III. Марракеш, 14 января 1944 года.

Черчилль

Марракеш был транзитным аэропортом трех континентов: Америки, Азии и Африки. С ним мог сравниться лишь Престуик, где дежурные офицеры появлялись в зале ожидания каждые полчаса и объявляли: "Пассажиры, следующие в южном направлении...", "Пассажиры, следующие в западном направлении..." Я приземлился в Марракеше тринадцатого вечером. Во дворце Бахия давался большой обед.

Попав в Марракеш или Марокко, вы внезапно оказывались в феодальной стране. Здесь ничто не напоминало о войне и о связанных с нею лишениях и.тяготах: жизнь била ключом, великие мира сего разыгрывали очередное представление. Единственной приметой времени были бесчисленные самолеты, которые то прилетали, то улетали, перевозя пассажиров, возвращавшихся с фронтов войны.

На обеде скучающий де Голль клонил свою длинную спину то к одному собеседнику, то к другому. Осторожные вопросы, которые задавали женщины в вечерних туалетах и мужчины в мундирах (чиновники французской гражданской администрации Марокко), создавали впечатление, будто листаешь учебное пособие по истории Крымской войны. Некоторая неловкость царила в тот вечер среди вечерних туалетов и парадных мундиров, которые предпочли бы видеть на месте де Голля генерала Жиро - более достойного генерала, с их точки зрения.

После обеда де Голль отвел меня в сторону. Он не хотел распространяться о своих переговорах с Черчиллем: "...Премьер очень утомлен, это уже закат... Да, да, он согласен что-нибудь предпринять. Но доверять им нельзя... Завтра утром мы сделаем смотр войскам, это доставит ему удовольствие..." Я вновь услышал разочарованный тон, которым де Голль говорил со мной всегда, когда речь заходила о Рузвельте, Черчилле, об англичанах и американцах.

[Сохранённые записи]

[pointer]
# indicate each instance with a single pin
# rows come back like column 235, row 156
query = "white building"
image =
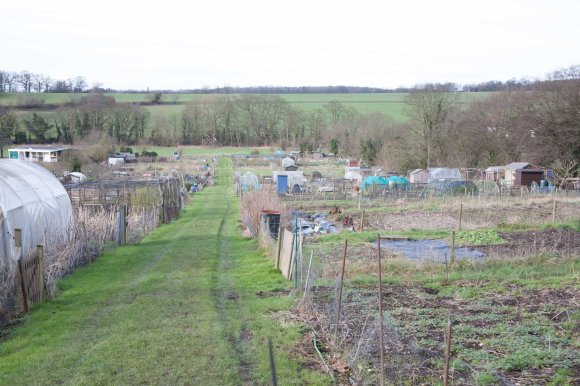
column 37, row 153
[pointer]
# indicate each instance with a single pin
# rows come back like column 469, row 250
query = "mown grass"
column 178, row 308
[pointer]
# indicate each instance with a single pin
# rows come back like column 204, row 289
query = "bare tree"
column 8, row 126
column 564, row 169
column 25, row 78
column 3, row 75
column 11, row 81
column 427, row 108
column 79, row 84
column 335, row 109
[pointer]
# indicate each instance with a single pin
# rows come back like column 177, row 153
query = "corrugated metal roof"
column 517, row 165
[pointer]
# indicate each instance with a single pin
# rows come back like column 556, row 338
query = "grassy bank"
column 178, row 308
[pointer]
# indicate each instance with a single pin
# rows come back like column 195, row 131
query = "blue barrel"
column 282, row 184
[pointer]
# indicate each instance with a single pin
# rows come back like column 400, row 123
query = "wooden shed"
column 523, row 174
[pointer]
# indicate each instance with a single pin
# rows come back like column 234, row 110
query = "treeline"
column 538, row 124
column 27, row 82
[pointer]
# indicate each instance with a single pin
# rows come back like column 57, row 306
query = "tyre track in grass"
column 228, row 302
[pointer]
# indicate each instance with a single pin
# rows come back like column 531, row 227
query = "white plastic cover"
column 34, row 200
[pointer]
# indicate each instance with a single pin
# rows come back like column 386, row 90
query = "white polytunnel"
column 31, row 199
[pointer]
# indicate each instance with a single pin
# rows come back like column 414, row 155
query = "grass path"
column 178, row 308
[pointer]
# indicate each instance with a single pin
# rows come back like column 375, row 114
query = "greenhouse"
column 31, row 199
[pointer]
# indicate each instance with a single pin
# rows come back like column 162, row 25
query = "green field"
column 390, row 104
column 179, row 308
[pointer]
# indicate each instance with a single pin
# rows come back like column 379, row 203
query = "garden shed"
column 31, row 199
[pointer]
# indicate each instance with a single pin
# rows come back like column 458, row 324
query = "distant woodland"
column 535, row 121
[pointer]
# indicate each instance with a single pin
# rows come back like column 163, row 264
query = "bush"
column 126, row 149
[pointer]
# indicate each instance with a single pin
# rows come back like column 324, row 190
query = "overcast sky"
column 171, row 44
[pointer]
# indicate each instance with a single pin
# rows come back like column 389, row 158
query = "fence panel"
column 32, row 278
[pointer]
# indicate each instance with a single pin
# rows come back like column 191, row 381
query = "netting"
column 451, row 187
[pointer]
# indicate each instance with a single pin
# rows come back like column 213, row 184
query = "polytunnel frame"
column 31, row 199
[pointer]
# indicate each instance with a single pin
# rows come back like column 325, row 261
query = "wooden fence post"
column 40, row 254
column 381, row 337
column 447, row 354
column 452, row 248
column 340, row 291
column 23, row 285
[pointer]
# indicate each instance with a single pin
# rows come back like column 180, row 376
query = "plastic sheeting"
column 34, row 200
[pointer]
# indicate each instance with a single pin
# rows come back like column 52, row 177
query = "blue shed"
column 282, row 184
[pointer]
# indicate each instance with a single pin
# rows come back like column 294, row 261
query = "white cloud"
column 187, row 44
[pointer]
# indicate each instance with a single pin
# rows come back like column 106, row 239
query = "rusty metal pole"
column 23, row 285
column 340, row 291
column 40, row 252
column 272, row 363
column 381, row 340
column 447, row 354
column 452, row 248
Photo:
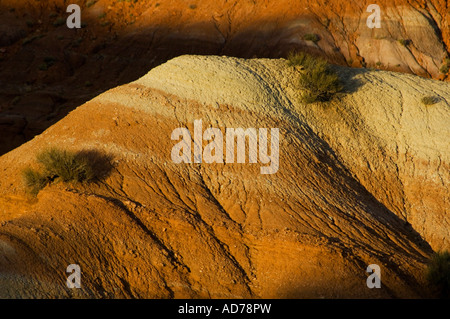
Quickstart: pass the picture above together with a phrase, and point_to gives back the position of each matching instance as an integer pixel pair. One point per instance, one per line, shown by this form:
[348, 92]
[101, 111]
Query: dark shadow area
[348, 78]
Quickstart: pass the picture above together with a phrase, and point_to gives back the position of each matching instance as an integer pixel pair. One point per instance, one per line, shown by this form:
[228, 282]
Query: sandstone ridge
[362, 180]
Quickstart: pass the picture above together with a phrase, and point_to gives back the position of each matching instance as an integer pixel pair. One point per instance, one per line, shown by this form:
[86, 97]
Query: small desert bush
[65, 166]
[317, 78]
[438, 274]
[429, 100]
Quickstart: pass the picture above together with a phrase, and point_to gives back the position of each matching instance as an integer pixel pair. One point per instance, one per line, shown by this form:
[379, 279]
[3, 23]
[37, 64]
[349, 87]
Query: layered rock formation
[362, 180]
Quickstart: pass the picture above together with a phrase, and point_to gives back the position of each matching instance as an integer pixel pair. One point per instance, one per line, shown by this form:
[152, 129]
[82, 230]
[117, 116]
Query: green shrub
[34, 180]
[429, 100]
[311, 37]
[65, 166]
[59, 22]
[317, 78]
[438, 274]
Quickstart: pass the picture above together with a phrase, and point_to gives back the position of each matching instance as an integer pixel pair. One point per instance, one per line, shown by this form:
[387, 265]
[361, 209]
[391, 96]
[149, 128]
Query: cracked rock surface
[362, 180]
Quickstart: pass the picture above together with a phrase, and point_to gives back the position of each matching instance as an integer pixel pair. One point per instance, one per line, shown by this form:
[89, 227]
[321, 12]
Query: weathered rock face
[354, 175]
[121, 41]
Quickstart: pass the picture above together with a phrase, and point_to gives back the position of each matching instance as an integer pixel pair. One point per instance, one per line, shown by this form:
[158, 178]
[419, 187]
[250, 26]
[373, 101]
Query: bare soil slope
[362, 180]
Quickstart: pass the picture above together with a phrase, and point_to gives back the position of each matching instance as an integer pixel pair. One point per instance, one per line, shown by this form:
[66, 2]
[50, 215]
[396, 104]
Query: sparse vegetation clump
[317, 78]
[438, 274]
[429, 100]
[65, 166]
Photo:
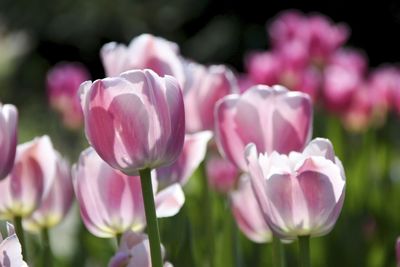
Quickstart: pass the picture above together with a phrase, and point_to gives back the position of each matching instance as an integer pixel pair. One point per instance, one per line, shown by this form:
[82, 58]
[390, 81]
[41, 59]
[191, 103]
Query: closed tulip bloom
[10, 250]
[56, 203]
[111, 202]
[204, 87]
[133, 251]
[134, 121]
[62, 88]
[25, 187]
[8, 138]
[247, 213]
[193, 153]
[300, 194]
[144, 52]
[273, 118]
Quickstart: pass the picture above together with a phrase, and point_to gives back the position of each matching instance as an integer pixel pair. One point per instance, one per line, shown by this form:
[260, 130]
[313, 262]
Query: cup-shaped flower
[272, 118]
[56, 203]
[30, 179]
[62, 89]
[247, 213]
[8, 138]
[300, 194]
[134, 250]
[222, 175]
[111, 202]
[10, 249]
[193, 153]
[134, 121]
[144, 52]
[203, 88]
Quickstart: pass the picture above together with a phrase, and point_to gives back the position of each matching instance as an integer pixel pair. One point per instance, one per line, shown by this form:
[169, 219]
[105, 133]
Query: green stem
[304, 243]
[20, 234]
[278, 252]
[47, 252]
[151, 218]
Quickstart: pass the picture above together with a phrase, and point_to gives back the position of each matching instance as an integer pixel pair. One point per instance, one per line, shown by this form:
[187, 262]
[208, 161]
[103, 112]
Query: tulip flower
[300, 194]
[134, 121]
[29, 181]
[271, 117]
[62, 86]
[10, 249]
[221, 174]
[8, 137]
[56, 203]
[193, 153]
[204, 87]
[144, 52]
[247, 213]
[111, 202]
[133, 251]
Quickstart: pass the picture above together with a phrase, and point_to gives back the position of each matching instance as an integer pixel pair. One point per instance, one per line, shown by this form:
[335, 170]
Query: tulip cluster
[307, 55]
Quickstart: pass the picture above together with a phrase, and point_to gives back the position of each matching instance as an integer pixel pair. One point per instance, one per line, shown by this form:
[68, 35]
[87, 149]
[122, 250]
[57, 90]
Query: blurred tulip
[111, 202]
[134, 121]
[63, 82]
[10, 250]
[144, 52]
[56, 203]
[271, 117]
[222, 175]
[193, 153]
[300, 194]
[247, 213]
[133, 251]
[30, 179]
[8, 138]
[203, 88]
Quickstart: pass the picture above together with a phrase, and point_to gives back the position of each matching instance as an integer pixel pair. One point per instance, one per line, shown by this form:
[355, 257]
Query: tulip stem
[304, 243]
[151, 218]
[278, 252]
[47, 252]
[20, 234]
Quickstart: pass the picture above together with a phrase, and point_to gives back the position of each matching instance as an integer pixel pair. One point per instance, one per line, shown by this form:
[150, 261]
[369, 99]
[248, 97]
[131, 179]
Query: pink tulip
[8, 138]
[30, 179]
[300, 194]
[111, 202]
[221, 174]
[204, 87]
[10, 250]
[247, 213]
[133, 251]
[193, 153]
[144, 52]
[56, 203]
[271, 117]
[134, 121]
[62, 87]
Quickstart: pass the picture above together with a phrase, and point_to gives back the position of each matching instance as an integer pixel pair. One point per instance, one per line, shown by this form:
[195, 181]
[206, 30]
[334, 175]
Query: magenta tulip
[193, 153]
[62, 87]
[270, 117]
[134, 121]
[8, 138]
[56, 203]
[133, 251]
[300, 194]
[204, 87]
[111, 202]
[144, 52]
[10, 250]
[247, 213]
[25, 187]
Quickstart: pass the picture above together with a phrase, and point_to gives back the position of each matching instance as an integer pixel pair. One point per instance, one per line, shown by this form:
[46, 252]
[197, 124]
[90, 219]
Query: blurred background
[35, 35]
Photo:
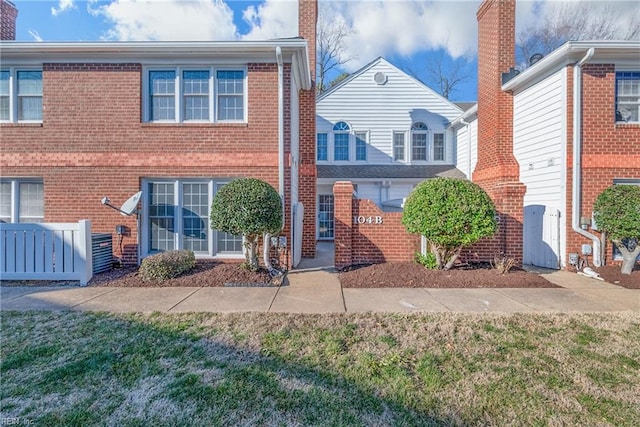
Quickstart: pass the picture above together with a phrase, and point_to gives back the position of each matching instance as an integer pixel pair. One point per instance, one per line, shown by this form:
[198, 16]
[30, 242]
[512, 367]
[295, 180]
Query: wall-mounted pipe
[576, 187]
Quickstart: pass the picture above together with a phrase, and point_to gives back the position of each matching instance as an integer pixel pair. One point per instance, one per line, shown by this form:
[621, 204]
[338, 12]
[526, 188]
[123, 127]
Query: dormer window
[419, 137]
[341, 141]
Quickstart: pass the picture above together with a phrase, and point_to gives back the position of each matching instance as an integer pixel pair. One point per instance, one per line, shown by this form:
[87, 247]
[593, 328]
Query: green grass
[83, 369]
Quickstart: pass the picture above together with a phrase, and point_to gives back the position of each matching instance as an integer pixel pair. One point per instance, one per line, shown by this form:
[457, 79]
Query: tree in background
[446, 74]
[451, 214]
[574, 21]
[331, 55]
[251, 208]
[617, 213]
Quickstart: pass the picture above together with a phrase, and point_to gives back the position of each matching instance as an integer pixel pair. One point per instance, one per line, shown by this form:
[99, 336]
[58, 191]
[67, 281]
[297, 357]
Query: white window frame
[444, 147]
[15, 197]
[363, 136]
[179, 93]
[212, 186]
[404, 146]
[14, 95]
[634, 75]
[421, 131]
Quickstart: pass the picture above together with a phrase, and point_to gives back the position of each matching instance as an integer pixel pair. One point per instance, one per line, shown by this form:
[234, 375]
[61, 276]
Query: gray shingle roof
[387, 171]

Набор заданий:
a) Продублируйте фрагмент отрывка о Марракеше от «Марракеш был транзитным» до «с фронтов войны.».
b) Изложите содержание отрывка о Марракеше в двух предложениях.

Ответы по номерам:
a)
Марракеш был транзитным аэропортом трех континентов: Америки, Азии и Африки. С ним мог сравниться лишь Престуик, где дежурные офицеры появлялись в зале ожидания каждые полчаса и объявляли: "Пассажиры, следующие в южном направлении...", "Пассажиры, следующие в западном направлении..." Я приземлился в Марракеше тринадцатого вечером. Во дворце Бахия давался большой обед.

Попав в Марракеш или Марокко, вы внезапно оказывались в феодальной стране. Здесь ничто не напоминало о войне и о связанных с нею лишениях и.тяготах: жизнь била ключом, великие мира сего разыгрывали очередное представление. Единственной приметой времени были бесчисленные самолеты, которые то прилетали, то улетали, перевозя пассажиров, возвращавшихся с фронтов войны.

b) Марракеш был транзитным аэропортом трёх континентов, где ничто не напоминало о войне и её тяготах, а единственной приметой времени были самолёты с пассажирами, возвращавшимися с фронтов. На обеде во дворце Бахия де Голль выглядел скучающим, а после обеда, отведя рассказчика в сторону, разочарованным тоном заметил, что Черчилль очень утомлён и доверять союзникам нельзя.